• [Task requirements] Locate each line in the data below that contains the string "soil" and copy those lines.

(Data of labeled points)

+ + +

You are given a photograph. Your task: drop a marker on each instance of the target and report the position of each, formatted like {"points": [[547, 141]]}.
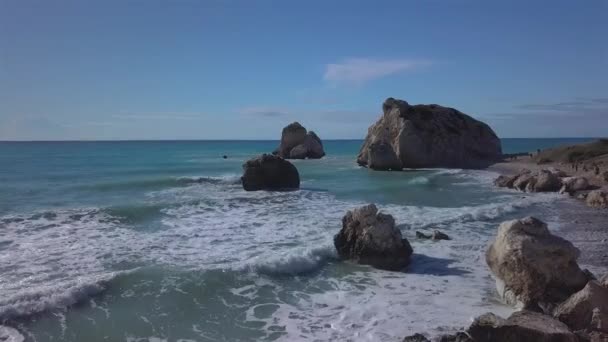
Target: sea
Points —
{"points": [[157, 241]]}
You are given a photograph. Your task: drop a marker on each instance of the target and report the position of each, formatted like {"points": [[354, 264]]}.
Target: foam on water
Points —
{"points": [[54, 259]]}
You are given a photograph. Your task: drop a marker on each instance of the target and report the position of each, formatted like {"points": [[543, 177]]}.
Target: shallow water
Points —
{"points": [[155, 241]]}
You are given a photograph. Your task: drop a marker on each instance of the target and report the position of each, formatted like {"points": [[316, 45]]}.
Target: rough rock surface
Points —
{"points": [[521, 326], [526, 180], [544, 181], [371, 238], [436, 235], [577, 312], [597, 199], [297, 143], [428, 136], [268, 172], [416, 338], [533, 267]]}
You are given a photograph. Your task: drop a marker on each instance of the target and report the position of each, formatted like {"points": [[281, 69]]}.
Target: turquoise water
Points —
{"points": [[155, 241]]}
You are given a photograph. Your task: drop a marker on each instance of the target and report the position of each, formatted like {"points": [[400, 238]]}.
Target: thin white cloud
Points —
{"points": [[358, 71], [263, 111], [158, 116]]}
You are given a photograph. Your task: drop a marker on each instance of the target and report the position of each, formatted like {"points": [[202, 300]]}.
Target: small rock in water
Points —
{"points": [[416, 338], [421, 235], [371, 238], [437, 235], [8, 334]]}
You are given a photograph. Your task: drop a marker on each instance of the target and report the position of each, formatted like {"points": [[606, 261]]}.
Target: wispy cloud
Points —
{"points": [[358, 71], [158, 115], [263, 111], [573, 107]]}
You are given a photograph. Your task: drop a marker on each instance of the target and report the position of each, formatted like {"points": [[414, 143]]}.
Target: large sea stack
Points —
{"points": [[427, 136], [297, 143]]}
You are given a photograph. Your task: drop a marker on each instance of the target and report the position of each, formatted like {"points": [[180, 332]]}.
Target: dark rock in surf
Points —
{"points": [[427, 136], [297, 143], [268, 172], [533, 267], [416, 338], [371, 238], [521, 326], [436, 235]]}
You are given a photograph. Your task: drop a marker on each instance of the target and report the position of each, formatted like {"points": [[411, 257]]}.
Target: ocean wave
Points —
{"points": [[155, 183], [54, 295], [295, 262]]}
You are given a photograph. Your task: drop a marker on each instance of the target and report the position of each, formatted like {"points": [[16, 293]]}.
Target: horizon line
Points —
{"points": [[238, 140]]}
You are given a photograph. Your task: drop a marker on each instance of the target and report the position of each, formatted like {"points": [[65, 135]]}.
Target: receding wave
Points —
{"points": [[159, 183]]}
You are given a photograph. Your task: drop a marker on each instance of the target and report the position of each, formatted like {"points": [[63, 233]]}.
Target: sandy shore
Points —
{"points": [[585, 227]]}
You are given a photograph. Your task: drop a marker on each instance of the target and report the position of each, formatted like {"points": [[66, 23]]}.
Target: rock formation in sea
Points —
{"points": [[540, 270], [585, 309], [533, 267], [371, 238], [418, 136], [297, 143], [268, 172], [436, 235], [521, 326], [597, 199]]}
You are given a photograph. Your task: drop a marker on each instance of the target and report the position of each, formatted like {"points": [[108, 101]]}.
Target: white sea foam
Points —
{"points": [[55, 259]]}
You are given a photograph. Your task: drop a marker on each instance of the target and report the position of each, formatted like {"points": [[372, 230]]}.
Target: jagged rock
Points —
{"points": [[532, 267], [521, 326], [421, 235], [297, 143], [436, 235], [604, 281], [458, 337], [544, 181], [505, 181], [268, 172], [578, 310], [416, 338], [371, 238], [599, 320], [428, 136], [597, 199], [521, 182], [8, 334]]}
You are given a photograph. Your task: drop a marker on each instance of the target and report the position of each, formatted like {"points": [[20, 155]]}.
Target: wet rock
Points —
{"points": [[533, 267], [297, 143], [597, 199], [428, 136], [269, 172], [371, 238], [521, 326], [416, 338], [577, 311]]}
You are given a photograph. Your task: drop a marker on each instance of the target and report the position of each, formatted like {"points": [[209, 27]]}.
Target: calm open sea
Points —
{"points": [[157, 241]]}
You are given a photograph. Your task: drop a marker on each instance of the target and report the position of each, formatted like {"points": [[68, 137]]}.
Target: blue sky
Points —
{"points": [[227, 69]]}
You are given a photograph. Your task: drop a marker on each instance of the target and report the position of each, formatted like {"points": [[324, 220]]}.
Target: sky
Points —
{"points": [[228, 69]]}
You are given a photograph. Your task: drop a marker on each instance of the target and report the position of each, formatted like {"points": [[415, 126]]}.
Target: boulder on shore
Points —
{"points": [[533, 267], [297, 143], [521, 326], [371, 238], [268, 172], [427, 136], [578, 311], [597, 199]]}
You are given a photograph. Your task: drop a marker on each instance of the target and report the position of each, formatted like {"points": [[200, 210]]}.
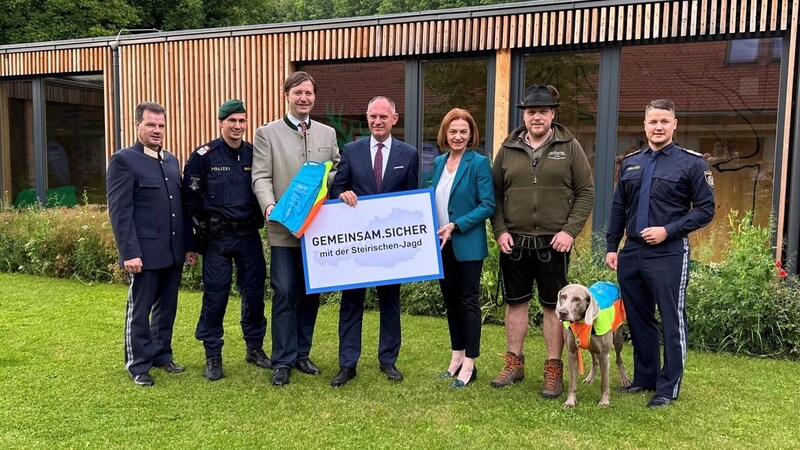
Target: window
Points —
{"points": [[447, 85], [344, 91], [726, 112], [73, 136]]}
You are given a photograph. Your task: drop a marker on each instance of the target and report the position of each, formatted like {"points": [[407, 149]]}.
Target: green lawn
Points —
{"points": [[63, 385]]}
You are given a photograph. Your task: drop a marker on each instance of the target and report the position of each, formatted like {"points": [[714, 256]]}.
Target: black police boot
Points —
{"points": [[213, 367]]}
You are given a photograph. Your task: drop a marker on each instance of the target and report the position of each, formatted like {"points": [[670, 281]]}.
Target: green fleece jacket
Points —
{"points": [[555, 196]]}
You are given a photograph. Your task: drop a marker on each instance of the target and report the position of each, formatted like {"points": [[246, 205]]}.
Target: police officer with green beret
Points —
{"points": [[226, 219]]}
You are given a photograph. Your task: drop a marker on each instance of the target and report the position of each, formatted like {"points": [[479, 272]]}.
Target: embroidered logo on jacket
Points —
{"points": [[709, 178]]}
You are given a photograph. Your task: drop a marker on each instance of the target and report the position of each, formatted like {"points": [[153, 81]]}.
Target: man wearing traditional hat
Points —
{"points": [[544, 191], [226, 219]]}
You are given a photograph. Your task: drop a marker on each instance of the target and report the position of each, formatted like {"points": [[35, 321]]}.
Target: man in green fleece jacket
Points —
{"points": [[544, 193]]}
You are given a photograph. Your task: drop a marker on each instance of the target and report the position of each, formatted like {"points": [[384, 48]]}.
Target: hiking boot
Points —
{"points": [[513, 371], [553, 378], [213, 367]]}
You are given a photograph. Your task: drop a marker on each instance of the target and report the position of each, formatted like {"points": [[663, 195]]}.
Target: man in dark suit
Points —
{"points": [[144, 206], [373, 165]]}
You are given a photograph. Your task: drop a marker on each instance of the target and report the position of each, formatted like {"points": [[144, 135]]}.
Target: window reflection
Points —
{"points": [[75, 140], [727, 112], [448, 85], [16, 142], [73, 135], [344, 91]]}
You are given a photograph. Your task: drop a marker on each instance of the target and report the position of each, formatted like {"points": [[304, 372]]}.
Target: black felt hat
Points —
{"points": [[232, 106], [540, 95]]}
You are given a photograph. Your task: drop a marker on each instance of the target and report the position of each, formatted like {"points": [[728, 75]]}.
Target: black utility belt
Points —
{"points": [[532, 242], [217, 224]]}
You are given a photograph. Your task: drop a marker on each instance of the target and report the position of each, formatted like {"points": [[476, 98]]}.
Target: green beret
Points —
{"points": [[232, 106]]}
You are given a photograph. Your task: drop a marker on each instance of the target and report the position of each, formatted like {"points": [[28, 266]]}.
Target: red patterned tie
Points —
{"points": [[377, 168]]}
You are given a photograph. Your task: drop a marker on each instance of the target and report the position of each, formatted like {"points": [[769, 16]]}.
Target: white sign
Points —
{"points": [[385, 239]]}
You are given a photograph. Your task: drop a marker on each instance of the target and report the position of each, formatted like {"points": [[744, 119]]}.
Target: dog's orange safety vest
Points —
{"points": [[609, 319]]}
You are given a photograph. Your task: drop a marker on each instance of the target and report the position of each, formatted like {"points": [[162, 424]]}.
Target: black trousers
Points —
{"points": [[247, 252], [650, 277], [460, 289], [150, 315]]}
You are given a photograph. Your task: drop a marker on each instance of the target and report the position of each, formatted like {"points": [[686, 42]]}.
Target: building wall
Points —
{"points": [[192, 72]]}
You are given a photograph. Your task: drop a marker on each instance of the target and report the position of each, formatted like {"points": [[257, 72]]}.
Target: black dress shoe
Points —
{"points": [[172, 367], [281, 377], [458, 384], [306, 366], [258, 357], [345, 374], [391, 372], [447, 374], [213, 368], [143, 379], [633, 389], [659, 402]]}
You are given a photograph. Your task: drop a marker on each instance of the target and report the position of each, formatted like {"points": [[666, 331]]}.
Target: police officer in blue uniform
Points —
{"points": [[664, 193], [143, 183], [226, 218]]}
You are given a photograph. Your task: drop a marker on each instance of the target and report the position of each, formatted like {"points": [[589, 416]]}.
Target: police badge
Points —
{"points": [[709, 178]]}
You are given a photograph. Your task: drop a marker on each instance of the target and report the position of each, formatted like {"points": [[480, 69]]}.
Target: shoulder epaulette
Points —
{"points": [[633, 153], [207, 148], [691, 152]]}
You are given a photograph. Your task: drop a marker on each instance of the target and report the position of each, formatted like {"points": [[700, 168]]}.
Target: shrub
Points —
{"points": [[743, 304], [59, 242]]}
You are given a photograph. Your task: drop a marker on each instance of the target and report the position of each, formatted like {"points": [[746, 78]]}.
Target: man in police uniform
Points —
{"points": [[664, 193], [226, 218], [144, 207]]}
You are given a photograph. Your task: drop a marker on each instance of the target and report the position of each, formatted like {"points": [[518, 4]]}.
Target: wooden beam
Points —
{"points": [[502, 100]]}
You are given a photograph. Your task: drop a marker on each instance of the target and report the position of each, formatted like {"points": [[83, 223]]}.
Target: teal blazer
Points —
{"points": [[471, 203]]}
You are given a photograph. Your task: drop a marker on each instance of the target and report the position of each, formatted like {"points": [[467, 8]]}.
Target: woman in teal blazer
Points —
{"points": [[464, 193]]}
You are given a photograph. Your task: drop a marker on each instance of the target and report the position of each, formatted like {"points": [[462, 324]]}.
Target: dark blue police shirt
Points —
{"points": [[217, 179], [681, 194]]}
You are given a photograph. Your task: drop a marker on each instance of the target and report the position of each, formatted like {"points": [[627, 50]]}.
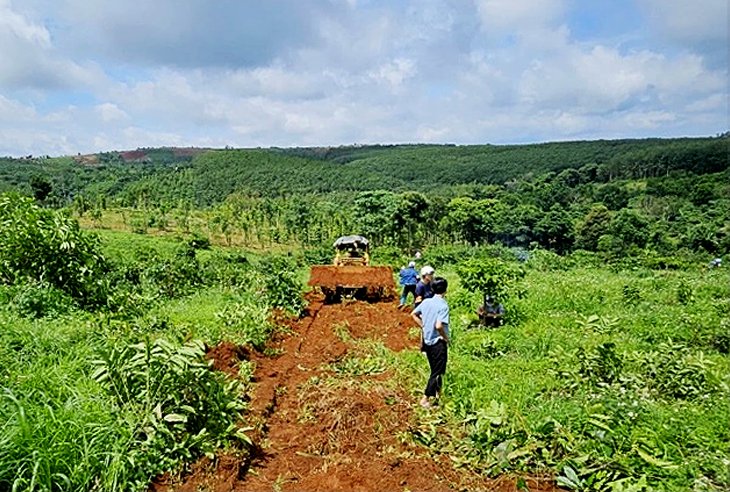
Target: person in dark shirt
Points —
{"points": [[423, 288], [408, 279], [491, 313]]}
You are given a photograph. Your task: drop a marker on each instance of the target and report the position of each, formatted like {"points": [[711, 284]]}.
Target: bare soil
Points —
{"points": [[351, 276], [317, 431]]}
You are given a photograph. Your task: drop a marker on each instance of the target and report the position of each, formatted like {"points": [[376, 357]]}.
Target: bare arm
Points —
{"points": [[442, 332]]}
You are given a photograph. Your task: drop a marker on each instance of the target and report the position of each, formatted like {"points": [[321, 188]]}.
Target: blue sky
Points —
{"points": [[98, 75]]}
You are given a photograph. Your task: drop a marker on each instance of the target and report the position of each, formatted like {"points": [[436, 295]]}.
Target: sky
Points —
{"points": [[83, 76]]}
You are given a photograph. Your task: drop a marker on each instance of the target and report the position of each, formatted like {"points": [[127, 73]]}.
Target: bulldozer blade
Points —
{"points": [[362, 282]]}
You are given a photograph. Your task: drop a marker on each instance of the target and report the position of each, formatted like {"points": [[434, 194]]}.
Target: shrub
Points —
{"points": [[49, 247], [180, 408], [283, 289], [38, 300]]}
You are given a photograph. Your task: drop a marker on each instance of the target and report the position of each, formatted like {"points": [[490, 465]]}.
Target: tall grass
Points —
{"points": [[609, 379]]}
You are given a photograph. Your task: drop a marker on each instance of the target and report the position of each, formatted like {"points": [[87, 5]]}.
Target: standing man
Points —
{"points": [[423, 288], [408, 279], [432, 315]]}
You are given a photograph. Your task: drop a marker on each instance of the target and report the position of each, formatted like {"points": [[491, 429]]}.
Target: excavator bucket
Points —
{"points": [[353, 281]]}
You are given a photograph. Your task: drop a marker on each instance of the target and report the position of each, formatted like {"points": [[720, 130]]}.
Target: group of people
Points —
{"points": [[431, 312]]}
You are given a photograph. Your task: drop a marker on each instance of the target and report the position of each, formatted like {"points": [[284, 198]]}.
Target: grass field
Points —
{"points": [[610, 379]]}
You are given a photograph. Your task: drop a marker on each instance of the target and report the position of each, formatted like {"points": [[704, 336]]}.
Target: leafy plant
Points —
{"points": [[180, 408], [283, 288], [49, 247]]}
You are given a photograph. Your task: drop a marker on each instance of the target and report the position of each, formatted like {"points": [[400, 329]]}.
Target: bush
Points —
{"points": [[38, 300], [179, 407], [48, 246], [283, 289]]}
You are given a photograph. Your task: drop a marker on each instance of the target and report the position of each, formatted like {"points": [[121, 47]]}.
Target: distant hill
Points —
{"points": [[207, 176]]}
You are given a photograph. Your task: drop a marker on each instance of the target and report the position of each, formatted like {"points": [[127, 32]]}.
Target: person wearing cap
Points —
{"points": [[423, 287], [491, 312], [408, 279], [432, 315]]}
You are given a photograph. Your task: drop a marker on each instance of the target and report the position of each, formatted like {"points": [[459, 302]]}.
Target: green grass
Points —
{"points": [[542, 374]]}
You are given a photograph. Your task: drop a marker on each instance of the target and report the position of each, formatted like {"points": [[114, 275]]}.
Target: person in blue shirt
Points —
{"points": [[432, 315], [408, 279], [423, 288]]}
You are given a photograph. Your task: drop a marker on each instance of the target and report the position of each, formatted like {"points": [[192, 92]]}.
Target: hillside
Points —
{"points": [[206, 176]]}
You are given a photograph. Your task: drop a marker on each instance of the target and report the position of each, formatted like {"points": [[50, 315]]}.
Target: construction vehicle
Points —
{"points": [[351, 276]]}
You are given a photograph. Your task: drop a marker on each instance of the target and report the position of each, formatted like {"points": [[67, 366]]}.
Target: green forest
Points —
{"points": [[122, 272], [614, 197]]}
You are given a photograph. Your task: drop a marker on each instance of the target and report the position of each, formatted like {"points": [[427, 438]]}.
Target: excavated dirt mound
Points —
{"points": [[226, 356], [351, 276], [319, 428]]}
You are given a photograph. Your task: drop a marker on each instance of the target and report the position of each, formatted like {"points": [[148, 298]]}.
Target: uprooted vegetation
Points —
{"points": [[605, 377]]}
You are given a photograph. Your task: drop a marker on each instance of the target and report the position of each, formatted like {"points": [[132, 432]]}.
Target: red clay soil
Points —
{"points": [[316, 431], [351, 276]]}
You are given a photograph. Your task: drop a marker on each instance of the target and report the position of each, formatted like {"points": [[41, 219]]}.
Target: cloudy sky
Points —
{"points": [[98, 75]]}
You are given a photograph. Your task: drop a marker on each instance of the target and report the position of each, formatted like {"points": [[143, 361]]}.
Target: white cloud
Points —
{"points": [[508, 16], [365, 71], [394, 73], [14, 24], [110, 112], [690, 20]]}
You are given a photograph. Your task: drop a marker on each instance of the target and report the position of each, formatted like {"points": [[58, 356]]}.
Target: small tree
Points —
{"points": [[490, 276]]}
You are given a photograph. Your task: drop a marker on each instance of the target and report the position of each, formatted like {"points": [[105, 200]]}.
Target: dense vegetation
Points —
{"points": [[611, 372]]}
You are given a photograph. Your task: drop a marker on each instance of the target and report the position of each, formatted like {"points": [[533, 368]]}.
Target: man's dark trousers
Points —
{"points": [[437, 355]]}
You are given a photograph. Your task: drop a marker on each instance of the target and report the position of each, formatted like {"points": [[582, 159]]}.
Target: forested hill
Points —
{"points": [[206, 177], [281, 172]]}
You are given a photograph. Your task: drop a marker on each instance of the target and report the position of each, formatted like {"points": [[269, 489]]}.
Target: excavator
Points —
{"points": [[350, 276]]}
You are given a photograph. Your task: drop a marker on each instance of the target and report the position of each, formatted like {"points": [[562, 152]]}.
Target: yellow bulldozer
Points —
{"points": [[350, 275]]}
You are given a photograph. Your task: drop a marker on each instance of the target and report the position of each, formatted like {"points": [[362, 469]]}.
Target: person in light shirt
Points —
{"points": [[432, 315]]}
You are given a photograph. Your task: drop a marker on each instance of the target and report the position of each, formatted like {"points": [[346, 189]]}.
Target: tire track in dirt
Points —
{"points": [[316, 430]]}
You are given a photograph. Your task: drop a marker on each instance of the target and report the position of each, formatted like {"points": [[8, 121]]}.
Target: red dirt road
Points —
{"points": [[320, 430]]}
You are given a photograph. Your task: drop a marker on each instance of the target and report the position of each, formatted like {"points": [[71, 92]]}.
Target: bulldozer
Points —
{"points": [[350, 276]]}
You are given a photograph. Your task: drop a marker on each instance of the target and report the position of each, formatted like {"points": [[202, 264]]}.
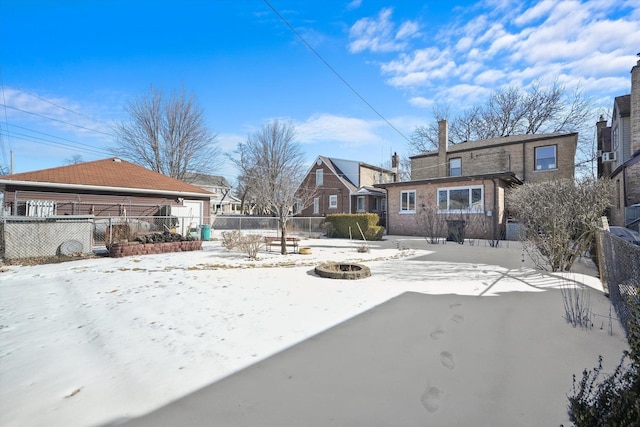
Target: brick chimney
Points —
{"points": [[635, 107], [443, 139], [395, 165]]}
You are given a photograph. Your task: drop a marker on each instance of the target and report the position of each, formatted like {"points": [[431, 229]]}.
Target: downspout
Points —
{"points": [[495, 209], [524, 166]]}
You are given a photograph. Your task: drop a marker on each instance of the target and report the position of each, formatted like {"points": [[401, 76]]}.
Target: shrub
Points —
{"points": [[614, 400], [250, 244], [230, 239], [341, 224]]}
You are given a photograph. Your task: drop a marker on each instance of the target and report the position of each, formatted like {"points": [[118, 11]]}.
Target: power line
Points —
{"points": [[43, 141], [57, 120], [334, 70], [77, 144], [58, 105]]}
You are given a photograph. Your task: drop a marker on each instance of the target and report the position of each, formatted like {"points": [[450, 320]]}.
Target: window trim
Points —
{"points": [[319, 177], [459, 159], [407, 210], [470, 189], [555, 158], [333, 201]]}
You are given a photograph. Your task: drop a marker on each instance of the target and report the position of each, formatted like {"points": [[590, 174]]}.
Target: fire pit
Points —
{"points": [[336, 270]]}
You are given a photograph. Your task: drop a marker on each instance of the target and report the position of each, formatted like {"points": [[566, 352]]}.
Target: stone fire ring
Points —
{"points": [[337, 270]]}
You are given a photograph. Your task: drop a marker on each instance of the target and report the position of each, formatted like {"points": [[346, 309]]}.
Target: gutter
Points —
{"points": [[4, 182]]}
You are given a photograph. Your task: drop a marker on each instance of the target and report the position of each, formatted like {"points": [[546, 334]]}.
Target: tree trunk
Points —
{"points": [[283, 237]]}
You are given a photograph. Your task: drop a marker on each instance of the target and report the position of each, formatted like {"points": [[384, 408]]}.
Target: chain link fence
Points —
{"points": [[301, 226], [27, 237], [24, 237], [619, 264]]}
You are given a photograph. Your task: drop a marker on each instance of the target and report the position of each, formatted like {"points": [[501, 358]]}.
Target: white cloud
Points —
{"points": [[419, 68], [536, 12], [354, 4], [489, 77], [379, 34], [327, 127], [421, 102]]}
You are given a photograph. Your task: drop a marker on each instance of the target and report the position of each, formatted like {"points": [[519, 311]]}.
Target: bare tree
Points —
{"points": [[510, 111], [272, 165], [167, 134], [560, 217]]}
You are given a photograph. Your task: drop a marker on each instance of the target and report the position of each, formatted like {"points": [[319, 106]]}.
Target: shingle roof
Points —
{"points": [[110, 172]]}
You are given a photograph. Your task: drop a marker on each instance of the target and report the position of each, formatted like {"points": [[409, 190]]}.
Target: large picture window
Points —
{"points": [[459, 199], [546, 158], [408, 201]]}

+ + +

• [Task answer]
Target: bare soil
Target: red clay soil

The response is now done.